TASK GOAL – Copy the data below line for line, without changing anything.

— BEGIN RAW DATA —

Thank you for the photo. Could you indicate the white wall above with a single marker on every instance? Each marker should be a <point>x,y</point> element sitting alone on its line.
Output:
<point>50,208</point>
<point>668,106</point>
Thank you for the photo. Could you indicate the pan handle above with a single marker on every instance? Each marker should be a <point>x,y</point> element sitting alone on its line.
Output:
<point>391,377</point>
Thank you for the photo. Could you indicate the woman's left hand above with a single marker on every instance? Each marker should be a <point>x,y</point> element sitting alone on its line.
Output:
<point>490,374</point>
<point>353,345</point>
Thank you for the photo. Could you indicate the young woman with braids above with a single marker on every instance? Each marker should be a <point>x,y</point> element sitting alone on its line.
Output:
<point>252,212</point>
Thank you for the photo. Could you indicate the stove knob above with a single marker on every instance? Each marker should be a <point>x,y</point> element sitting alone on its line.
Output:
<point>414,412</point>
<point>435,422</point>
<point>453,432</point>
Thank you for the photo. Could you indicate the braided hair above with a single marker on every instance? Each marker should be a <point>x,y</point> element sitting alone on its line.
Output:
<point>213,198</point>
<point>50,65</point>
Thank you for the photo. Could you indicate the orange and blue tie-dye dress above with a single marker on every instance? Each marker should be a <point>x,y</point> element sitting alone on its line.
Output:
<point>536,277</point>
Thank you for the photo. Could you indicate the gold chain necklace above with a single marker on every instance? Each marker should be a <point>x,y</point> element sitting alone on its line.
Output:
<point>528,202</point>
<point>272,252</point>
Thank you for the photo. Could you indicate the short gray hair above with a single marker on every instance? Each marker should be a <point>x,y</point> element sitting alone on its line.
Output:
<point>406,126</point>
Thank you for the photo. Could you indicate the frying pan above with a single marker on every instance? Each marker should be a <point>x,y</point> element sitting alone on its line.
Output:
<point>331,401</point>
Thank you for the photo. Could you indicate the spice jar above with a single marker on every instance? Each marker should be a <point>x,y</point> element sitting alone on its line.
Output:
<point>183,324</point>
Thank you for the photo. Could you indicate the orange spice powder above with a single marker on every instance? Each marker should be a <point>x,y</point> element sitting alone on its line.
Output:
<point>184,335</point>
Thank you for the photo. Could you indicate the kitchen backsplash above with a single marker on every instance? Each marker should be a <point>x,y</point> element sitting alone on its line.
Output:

— END RAW DATA —

RESPONSE TO THIS EXERCISE –
Thank you for the photo. Could you indicate the white wall above with a single marker on every instance? Each marker should be a <point>x,y</point> element sitting alone on its line.
Output:
<point>50,208</point>
<point>668,106</point>
Thank you for the photo. Could you indicate the pan handle above with a single marker on every instance? Each marker should be a <point>x,y</point> element sitting alone on its line.
Output:
<point>391,377</point>
Thank you for the photo. Could you indicate the woman's left hand above with a single marker on every instance? Each marker should be a <point>x,y</point> element sitting alone on its line.
Output:
<point>490,374</point>
<point>353,345</point>
Thank you for the photo. Could you indicate the young woman with braids above with a single marker on every instance? Each marker should be a <point>x,y</point> element sitting alone on its line.
Output:
<point>252,212</point>
Thank you for the photo. Could you indicate the stove knob above with a single marker on every instance? Each marker should be a <point>x,y</point> element sitting alone on its line.
Output:
<point>414,412</point>
<point>435,422</point>
<point>453,432</point>
Thank you for the photo. Could you indicate the braided hair above with a single marker on every instance? Each marker should be a <point>x,y</point> element sitting alone on its line.
Output:
<point>213,198</point>
<point>50,65</point>
Thank you for the photo. Could you indicate the orange and blue tie-dye dress above with a single marker on every instance? Each marker should be a <point>x,y</point> element sitting alone on its line.
Output:
<point>536,277</point>
Thank you for the photo. Could you indicate the gold chain necklace above with a single marker on every instance? Each marker should be a <point>x,y</point> element sitting alone on its line.
Output:
<point>528,202</point>
<point>272,252</point>
Thank you for the photo. Could you indicate the short gray hair above with a single marker on every instance? Each marker should be a <point>x,y</point> element sitting alone on its line.
Output:
<point>406,126</point>
Thank you for the photo. Could you indicate the frying pan above with a single marker on every instance? Each marker should be a <point>x,y</point> element sitting alone on its line.
Output:
<point>331,401</point>
Thank you for the photo. Could you indicate the spice jar above with a single marker on every instance? Each marker should be a <point>x,y</point> element sitting alone on its line.
Output:
<point>183,324</point>
Thank you for the photo. Could you indicate the orange spice powder above with a single marker on every instance? Each marker should be a <point>x,y</point> element sitting alone on its line.
Output:
<point>184,335</point>
Thank you for the photo. Could you indicate the kitchen backsplash above with a single marker on every instance? Each marker should be a <point>x,y</point> element sitting alone on its line.
Output:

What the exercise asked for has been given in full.